======== Ausgangstext ========
Hat sich der Frauenbefreiungskampf durch die Kämpfe für legale Abtreibung und Selbstbestimmung in den Massen verankert und hat sozusagen einen nachhaltigen Effekt?
Ja, der Kampf um die legale Abtreibung dauert in Argentinien schon seit vielen Jahren an. In den Jahren 2018 und 2020 hatte er ein Epizentrum, einen bedeutenden Moment. Im Jahr 2018 haben wir es geschafft, dass der Gesetzentwurf im Nationalen Kongress behandelt wurde, was in der Geschichte noch nie erreicht wurde. Und später gelang es uns, das Gesetz über den freiwilligen Schwangerschaftsabbruch zu verabschieden. Das hat uns geholfen, eine Debatte über ein Thema zu führen, das in unserer Gesellschaft still gehalten wurde. Wir haben viele Genossinnen gewonnen, indem wir das Thema von einem Klassenstandpunkt aus angingen. Viele Genossinnen waren ursprünglich nicht dafür, haben selbst abgetrieben oder haben die Abtreibung ihrer Nachbarinnen begleitet. Und ich kann dir persönlich sagen, dass ich mich sehr gefreut habe, am Ende des Tages viele dieser Genossinnen auf der Mahnwache 2020 zu sehen, die zu Vorreiterinnen dieses Kampfes geworden waren. Es ist sehr wichtig, dass unser Bezugspunkt immer die a m meisten Unterdrückten sind – und im Kampf für den Schwangerschaftsabbruch setzte sich dies in die Tat um.
========
### Aufgabe 1
Filtere aus den Datensätzen unten bitte jede Zeile heraus, die das Wort „male“ enthält. Achte dabei auf Groß- und Kleinschreibung.
======== Gegebene Daten ========
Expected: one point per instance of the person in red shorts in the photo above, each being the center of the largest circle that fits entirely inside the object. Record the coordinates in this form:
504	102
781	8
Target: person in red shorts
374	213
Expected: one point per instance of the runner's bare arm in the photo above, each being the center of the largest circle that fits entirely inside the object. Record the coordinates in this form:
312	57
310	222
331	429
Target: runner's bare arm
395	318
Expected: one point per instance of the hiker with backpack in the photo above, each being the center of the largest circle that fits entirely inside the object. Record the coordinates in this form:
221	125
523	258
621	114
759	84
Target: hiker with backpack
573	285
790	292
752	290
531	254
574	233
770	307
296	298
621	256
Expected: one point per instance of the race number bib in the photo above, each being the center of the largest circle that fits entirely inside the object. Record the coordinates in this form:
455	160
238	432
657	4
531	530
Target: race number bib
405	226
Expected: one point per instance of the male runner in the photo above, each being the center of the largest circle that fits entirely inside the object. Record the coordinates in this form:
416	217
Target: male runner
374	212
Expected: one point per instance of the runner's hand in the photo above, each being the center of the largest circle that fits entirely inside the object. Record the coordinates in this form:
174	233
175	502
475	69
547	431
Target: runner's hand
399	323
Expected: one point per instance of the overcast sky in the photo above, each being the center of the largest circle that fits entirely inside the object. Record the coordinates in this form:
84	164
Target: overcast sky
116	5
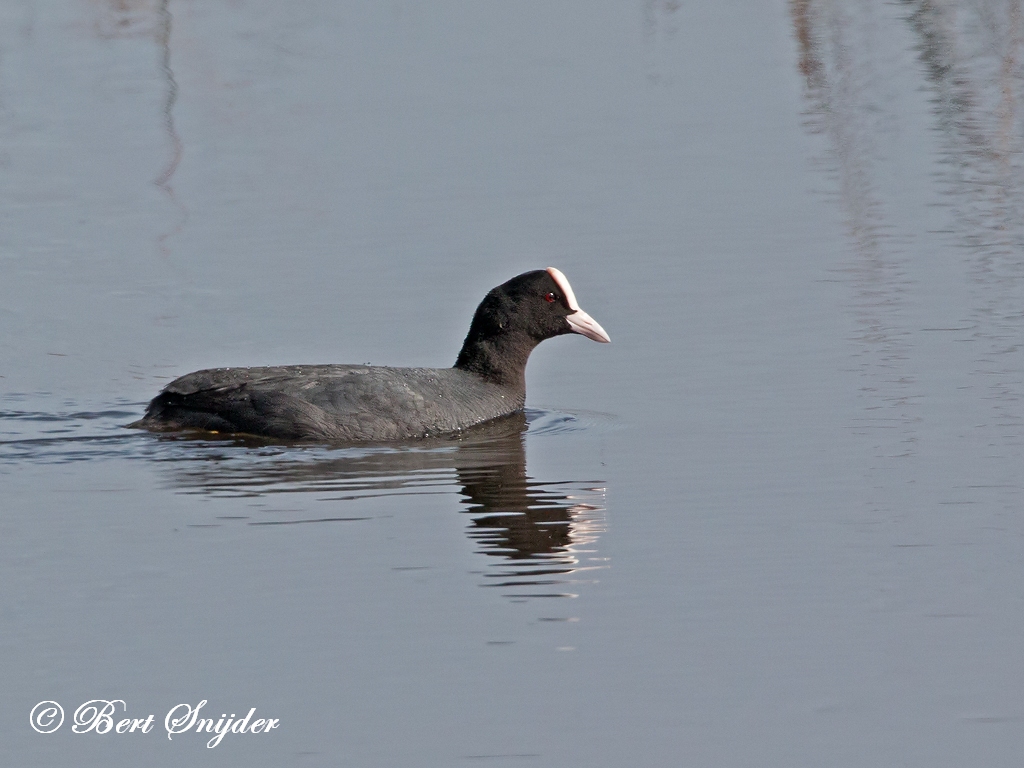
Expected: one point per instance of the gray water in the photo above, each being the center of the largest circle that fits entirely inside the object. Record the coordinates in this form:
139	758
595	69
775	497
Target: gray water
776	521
========
======== Gegebene Daten ========
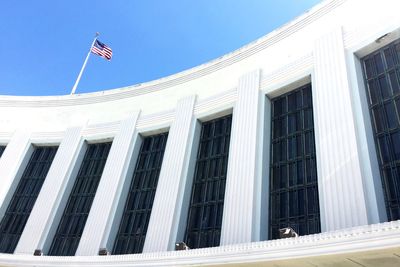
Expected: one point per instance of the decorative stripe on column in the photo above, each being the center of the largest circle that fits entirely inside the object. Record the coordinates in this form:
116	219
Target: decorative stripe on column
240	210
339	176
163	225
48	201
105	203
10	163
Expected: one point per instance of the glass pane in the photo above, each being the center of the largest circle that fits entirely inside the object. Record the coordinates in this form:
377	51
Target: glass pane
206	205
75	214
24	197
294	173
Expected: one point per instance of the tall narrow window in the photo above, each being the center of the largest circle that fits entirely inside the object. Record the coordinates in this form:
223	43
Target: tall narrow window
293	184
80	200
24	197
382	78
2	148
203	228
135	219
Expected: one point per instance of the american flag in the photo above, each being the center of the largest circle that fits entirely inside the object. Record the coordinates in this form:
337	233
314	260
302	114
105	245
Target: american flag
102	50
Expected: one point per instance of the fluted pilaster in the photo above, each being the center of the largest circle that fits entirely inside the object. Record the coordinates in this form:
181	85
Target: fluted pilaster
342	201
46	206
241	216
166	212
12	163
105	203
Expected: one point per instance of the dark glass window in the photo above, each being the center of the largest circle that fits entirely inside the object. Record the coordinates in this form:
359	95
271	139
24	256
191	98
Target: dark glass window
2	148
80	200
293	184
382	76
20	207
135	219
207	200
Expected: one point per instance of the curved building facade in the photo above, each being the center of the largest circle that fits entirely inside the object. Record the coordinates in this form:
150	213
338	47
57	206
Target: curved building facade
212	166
========
### Aufgabe 2
In welchem Jahr wurde der Gesetzentwurf zur legalen Abtreibung laut dem Ausgangstext im Nationalen Kongress behandelt?

### Schriftliche Antwort 1
Expected: one point per instance of the male runner in the photo above, each being the center of the largest circle that fits entirely inside the object. Record the coordinates in this form:
Target: male runner

### Schriftliche Antwort 2
Im Jahr 2018.